Текст -
##########

Наутро я встретила в коридоре дядю Димку, и он был абсолютно такой, как всегда, и ни словом не обмолвился о вчерашней позорной истории. Это окончательно укрепило меня в мысли, что вчерашний визитёр был вовсе не дядя Димка.

 

И теперь я иногда думаю – а может, и вправду не он?

 

2006/04/12

 

Не могу сказать, чтобы очень любила "Голодного Грека" Хаецкой, но в преддверии Пасхи, в безуспешных попытках покаяться, наконец, как должно, - всё чаще мне вспоминается этот фрагментик...

 

Итак:

 

"Вскоре после избавления от песьяка случилось Феодулу погрузиться в необыкновенно крепкий сон — настолько прочный и лишенный зыбкости, что впору принять его за действительность.

 

И увидел Феодул себя среди густого тумана, а в тумане горел далекий оранжевый огонь. На этот огонь и пошел Феодул, даже не помыслив о том, что не раскладывают костров на палубе корабля, ибо от такой небрежности корабль легко может воспламениться и оставить плывущих на нем без всякой надежды.

 

Однако вскоре Феодул понял, что находится не на корабле, а на пустынном морском берегу. Он различал теперь тускло блескучую воду, волнообразно намытую на берег зеленую морскую грязь, чей-то заплывший след на песке, одинокий белый камень впереди…

 

Огонек между тем сам собою приблизился, и как-то так вышло, что оказался Феодул стоящим возле костра, где уже сидели трое и смотрели, как над огоньком безнадежно коптится тощая рыбка, насаженная на прут ивы.

 

Скуластые, загорелые, одетые в выбеленную холстину, на вид казались они не слабого десятка, так что Феодул даже оробел.

##########

Набор заданий -
**a)** Выведите без изменений фрагмент текста, который открывается словами «Однако вскоре Феодул» и завершается словами «на прут ивы.».
**b)** Продолжите текст о сне Феодула, начав сразу после его последнего предложения.
Записи — это самостоятельный материал, отдельный от текста.

##########

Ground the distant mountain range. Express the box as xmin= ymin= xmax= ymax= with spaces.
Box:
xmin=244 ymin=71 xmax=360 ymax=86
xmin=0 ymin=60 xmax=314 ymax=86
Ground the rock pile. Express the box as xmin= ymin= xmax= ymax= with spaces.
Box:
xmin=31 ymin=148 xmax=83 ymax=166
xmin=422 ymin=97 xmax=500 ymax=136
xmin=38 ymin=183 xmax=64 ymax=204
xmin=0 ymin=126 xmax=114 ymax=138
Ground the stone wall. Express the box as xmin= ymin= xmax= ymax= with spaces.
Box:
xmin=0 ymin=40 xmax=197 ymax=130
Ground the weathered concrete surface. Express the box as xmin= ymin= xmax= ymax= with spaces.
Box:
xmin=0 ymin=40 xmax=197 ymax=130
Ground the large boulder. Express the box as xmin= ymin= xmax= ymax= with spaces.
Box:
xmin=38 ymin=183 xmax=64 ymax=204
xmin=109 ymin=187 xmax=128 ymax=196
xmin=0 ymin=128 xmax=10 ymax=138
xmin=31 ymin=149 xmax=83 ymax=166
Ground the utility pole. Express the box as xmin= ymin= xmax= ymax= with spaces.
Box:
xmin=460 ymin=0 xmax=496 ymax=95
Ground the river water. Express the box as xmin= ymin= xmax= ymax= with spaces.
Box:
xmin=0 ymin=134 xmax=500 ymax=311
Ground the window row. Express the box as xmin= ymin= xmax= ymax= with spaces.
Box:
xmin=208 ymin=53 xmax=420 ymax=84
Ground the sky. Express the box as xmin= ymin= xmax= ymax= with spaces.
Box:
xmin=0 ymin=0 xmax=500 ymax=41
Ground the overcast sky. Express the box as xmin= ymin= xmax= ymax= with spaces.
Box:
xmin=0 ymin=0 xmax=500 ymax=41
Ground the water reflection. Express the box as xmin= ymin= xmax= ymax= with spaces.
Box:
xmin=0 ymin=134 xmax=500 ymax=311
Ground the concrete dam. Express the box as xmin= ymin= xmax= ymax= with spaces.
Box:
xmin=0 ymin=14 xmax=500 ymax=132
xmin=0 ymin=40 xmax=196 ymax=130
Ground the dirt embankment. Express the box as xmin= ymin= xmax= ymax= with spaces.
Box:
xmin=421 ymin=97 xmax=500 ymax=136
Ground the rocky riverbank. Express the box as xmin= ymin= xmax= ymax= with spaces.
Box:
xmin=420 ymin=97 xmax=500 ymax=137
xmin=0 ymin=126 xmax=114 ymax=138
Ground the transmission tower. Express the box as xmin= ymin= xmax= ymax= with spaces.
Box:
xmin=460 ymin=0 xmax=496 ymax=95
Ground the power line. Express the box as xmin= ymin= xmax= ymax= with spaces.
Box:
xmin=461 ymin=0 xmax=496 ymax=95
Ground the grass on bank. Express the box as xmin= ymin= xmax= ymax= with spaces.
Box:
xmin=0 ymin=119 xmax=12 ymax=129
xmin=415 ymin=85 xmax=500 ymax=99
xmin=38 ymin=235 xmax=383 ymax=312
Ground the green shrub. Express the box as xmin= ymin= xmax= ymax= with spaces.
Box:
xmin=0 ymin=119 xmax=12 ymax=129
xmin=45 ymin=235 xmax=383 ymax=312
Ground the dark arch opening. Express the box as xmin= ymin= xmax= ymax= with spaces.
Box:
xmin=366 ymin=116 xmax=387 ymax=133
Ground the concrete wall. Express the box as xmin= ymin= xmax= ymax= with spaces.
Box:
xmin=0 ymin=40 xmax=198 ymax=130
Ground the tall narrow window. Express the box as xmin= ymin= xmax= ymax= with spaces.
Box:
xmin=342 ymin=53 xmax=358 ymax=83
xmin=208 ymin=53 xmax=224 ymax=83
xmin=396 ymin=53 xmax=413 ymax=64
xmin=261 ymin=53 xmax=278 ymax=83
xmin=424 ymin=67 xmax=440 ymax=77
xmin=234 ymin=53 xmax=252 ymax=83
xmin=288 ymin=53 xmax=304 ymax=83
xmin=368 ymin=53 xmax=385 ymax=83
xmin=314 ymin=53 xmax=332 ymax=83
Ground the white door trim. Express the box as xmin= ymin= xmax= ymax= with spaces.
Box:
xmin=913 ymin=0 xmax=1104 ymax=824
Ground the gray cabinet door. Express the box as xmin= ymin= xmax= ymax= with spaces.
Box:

##########

Письменные ответы -
**a)**
Однако вскоре Феодул понял, что находится не на корабле, а на пустынном морском берегу. Он различал теперь тускло блескучую воду, волнообразно намытую на берег зеленую морскую грязь, чей-то заплывший след на песке, одинокий белый камень впереди…

 

Огонек между тем сам собою приблизился, и как-то так вышло, что оказался Феодул стоящим возле костра, где уже сидели трое и смотрели, как над огоньком безнадежно коптится тощая рыбка, насаженная на прут ивы.

**b)**
 

— Мир вам, добрые люди, — молвил он учтиво и полусклонил голову в ожидании ответа.

 

Один из сидевших глянул искоса, мгновенно поразив Феодула ярким светом желтовато-зеленых глаз, но ничего не сказал; двое других и вовсе не шелохнулись.

 

Тогда Феодул, не зная зачем, уселся рядом. Пальцем по песку чертил, а сам все разглядывал незнакомцев — исподтишка да украдкой. Сперва показались они ему похожими на Фому, Фоку и Феофилакта, но чем дольше оставался с ними Феодул, тем более разнились незнакомцы с константинопольскими нищими.

 

— А что, — проговорил вдруг желтоглазый, обращаясь к своим товарищам, — ведь это тот самый Феодул, который до сих пор бродит в потемках, не в силах уйти от тьмы и не умея прибиться к свету?

 

Тут Феодул поежился, всеми жилками ощутив приближение большой опасности. Что опасность надвигается серьезная — в этом он, поднаторевший различать ловушки судьбы, не сомневался; не ведал лишь, с какой стороны ждать подвоха.

 

Второй незнакомец снял с прутика закопченную рыбку и с сожалением поколупал ее пальцем.

 

— Ни холоден, ни горяч, — заметил он, и Феодул с ужасом осознал, что говорится это о нем, Феодуле.

 

— Однако вместе с тем и не вполне потерян, — добавил третий мягко, извиняющимся тоном.

 

— Глуп! — отрезал первый.

 

— Прост, — поправил второй, а третий возразил:

 

— Иной раз и прозорлив.

 

— Бывает добр.

 

— Но чаще — незлобив по одной лишь лености натуры.

 

— Ой, ой! — возопил Феодул, закрывая лицо руками. А трое у костра продолжали, словно никакого Феодула рядом с ними и не сидело:

 

— Не тощ, не тучен.

 

— Хитростям обучен, а вот к труду не приучен.

 

— Не сыт, не голоден.

 

— Не раб, не свободен.

 

— Духом суетлив, умом болен.

 

— Мыслями блудлив, душою беспокоен.

 

— Нет! — воскликнул неожиданно один из собеседников и бросил рыбку в огонь. — Она совершенно несъедобна!

 

Феодул слегка приподнялся и на четвереньках осторожно начал пятиться назад. Но сколько бы он ни пятился, костер и трое в белой, крепко пахнущей морем холстине не отдалялись от него ни на шаг.

 

И встали те трое, с громом развернув за спиною сверкающие крылья, и все вокруг вспыхнуло белоснежным светом. Тогда Феодул пал лицом вниз и зарыдал.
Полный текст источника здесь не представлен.